TASKS TO PERFORM ::
a) For each statement about the article on AI in L&D, answer yes or no according to the article and quote the words that decide it. (i) AI that gives instant answers gets high ratings from learners. (ii) Helpful AI tends to put reflection ahead of speed. (iii) The best human coaches tell people what to do.
b) Reproduce word for word the part of the article on AI in L&D that runs from "When you give" up to and including "shortcut in learning.".

>> BEGIN DOCUMENT TEXT

AI That Thinks For You vs AI That Thinks With You: Rethinking the Role of AI in L&D

Some AI supports thinking by prompting reflection, asking questions, and helping learners work through problems, building capability over time. Other AI replaces thinking entirely. Answers appear instantly, the struggle disappears, and while it feels efficient, people often come out weaker rather than stronger.

Both can look impressive in a demo, but only one actually develops your people. Here we look at how to spot the difference, why “helpful” AI can sometimes do more harm than good, and the design choices that determine which side a tool falls on.

How AI Creates Dependency Instead of Capability

When you give someone the answer before they’ve had a chance to wrestle with the question, the task gets done but nothing sticks. The next time they face something similar, they’re reaching for the tool again because the learning never happened.

Dependency builds quickly when AI does too much. Performance looks fine while the tool is available, but remove it and the gaps appear. This isn’t a new problem, it’s the same issue that comes up with any shortcut in learning.

Research on learning and memory keeps showing that effort is what makes knowledge stick. Struggling with a problem, retrieving information, reasoning through a decision, these activities strengthen neural pathways in ways that passive consumption simply doesn’t. When AI skips that process, those pathways don’t form.

L&D teams face a real tension here because AI that gives instant answers feels helpful, gets high ratings from learners, and looks like performance is improving. On paper, everything looks good. But if people aren’t actually developing, you’re just outsourcing cognition, and the consequences won’t show up in satisfaction scores. They show up six months later when someone faces a situation they haven’t seen before and doesn’t know what to do.

Helpful AI vs Effective AI in Employee Development

Helpful AI tends to give complete answers rather than ask questions, solve problems rather than help a thinking process, prioritise speed over reflection, and remove friction instead of using it productively. The result is an experience that feels smooth but never challenges the learner, and challenge is where growth actually happens.

Think about fitness. A personal trainer who does the reps for you isn’t helping you get stronger because the effort is the point. The same applies to developing skills, where AI that removes the struggle also removes the development.

Most AI in learning gets this wrong by assuming that learners want things to be easy. But ease and effectiveness aren’t the same thing. People don’t remember what was easy; they remember what made them think. The most effective AI in learning isn’t the most helpful in the traditional sense, it’s the AI that knows when to hold back.

The Difference Between AI Support and AI Replacement

The alternative is AI that acts more like a coach than an assistant, offering questions instead of answers, prompts instead of solutions, and reflection instead of direction.

The best human coaches don’t tell people what to do. They create conditions where people figure things out themselves because they know that insight earned, is worth more than advice given. AI can work the same way when it’s designed for it.

>> END DOCUMENT TEXT
>> BEGIN GIVEN DATA

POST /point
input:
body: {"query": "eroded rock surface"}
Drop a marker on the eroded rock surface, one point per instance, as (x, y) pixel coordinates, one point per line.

>> END GIVEN DATA

EXPECTED ANSWERS ::
a)
(i) Yes: "AI that gives instant answers feels helpful, gets high ratings from learners"
(ii) No: "prioritise speed over reflection"
(iii) No: "The best human coaches don’t tell people what to do."

b)
When you give someone the answer before they’ve had a chance to wrestle with the question, the task gets done but nothing sticks. The next time they face something similar, they’re reaching for the tool again because the learning never happened.

Dependency builds quickly when AI does too much. Performance looks fine while the tool is available, but remove it and the gaps appear. This isn’t a new problem, it’s the same issue that comes up with any shortcut in learning.